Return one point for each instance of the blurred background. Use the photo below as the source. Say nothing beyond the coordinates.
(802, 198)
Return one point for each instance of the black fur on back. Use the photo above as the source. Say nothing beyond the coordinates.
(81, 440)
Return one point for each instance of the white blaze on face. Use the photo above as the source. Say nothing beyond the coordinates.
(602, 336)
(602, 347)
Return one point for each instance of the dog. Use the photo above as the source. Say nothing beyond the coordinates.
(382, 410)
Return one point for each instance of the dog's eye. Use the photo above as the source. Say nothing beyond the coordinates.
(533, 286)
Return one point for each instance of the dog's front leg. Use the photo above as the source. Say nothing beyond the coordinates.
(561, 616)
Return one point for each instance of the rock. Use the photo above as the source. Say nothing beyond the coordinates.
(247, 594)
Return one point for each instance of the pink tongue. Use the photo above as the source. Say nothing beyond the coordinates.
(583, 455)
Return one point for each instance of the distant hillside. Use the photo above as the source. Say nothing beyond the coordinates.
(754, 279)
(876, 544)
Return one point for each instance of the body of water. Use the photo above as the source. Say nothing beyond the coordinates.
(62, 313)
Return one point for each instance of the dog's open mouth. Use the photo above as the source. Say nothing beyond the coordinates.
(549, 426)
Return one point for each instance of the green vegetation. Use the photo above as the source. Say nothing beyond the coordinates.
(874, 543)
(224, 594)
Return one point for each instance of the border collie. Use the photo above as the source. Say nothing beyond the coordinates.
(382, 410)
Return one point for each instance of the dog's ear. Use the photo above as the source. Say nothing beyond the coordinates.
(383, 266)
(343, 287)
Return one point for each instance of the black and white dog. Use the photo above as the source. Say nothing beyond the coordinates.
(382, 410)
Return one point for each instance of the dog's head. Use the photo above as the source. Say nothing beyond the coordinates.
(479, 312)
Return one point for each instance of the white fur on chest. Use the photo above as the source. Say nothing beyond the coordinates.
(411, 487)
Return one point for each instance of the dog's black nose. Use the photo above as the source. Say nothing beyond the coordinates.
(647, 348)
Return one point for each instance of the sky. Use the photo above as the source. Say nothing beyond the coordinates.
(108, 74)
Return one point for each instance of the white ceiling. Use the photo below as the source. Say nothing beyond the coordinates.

————————

Given task
Go through the records and print each one exactly.

Solution below
Return one point for each instance of the blurred background. Use the photo below as the source. Say nothing beyond the coordinates.
(802, 198)
Return one point for each instance of the black fur on back. Use the photo above as the source. Say nothing beyond the coordinates.
(81, 440)
Return one point for each instance of the white blaze on face. Use the photo above as the source. Say nothing beyond the coordinates.
(602, 336)
(602, 347)
Return one point for each instance of the dog. Use the photo above as the source. Say nothing beyond the coordinates.
(382, 410)
Return one point for each instance of the dog's eye. Use the photo above as the source. Say nothing beyond the coordinates.
(533, 286)
Return one point for each instance of the dog's front leg. Use the photo above as the source. Say nothing beyond the coordinates.
(561, 616)
Return one point for each instance of the rock. Use the photo above as the source. Say nothing beyond the coordinates.
(247, 594)
Return one point for each instance of the pink tongue. Use the photo above as the source. Say nothing beyond the coordinates.
(583, 455)
Return one point for each instance of the distant hillside. Use the photo above as the source. Say nothing beyond the coordinates.
(754, 279)
(876, 544)
Return one point for each instance of the body of water. Use the photo above as the source. Say nothing beyond the coordinates.
(62, 313)
Return one point for each instance of the dog's open mouth. Use the photo above as the source. Say nothing beyond the coordinates.
(549, 426)
Return one point for each instance of the green vegetation. Use the photo above as the source. Say nothing beyond the coordinates.
(874, 543)
(224, 594)
Return one point for each instance of the border collie. Use the photo above as the source. Say nothing beyond the coordinates.
(382, 410)
Return one point for each instance of the dog's ear. Use the photo above as the source. Say nothing beyond the coordinates.
(383, 266)
(343, 287)
Return one point for each instance of the black and white dog. Use the photo above as the source. Say nothing beyond the coordinates.
(382, 410)
Return one point for each instance of the dog's head. Use the photo above as the source. Say nothing beyond the coordinates.
(479, 312)
Return one point for each instance of the white fur on chest. Use the photo above as the source. Say nothing beyond the coordinates.
(411, 487)
Return one point for each instance of the dog's black nose. Use the photo above as the source. Say nothing beyond the coordinates.
(647, 348)
Return one point for each instance of the sky. Use the photo above as the source. Say nothing beyond the coordinates.
(108, 74)
Return one point for each instance of the white ceiling. Use the photo below as the source. Say nothing beyond the coordinates.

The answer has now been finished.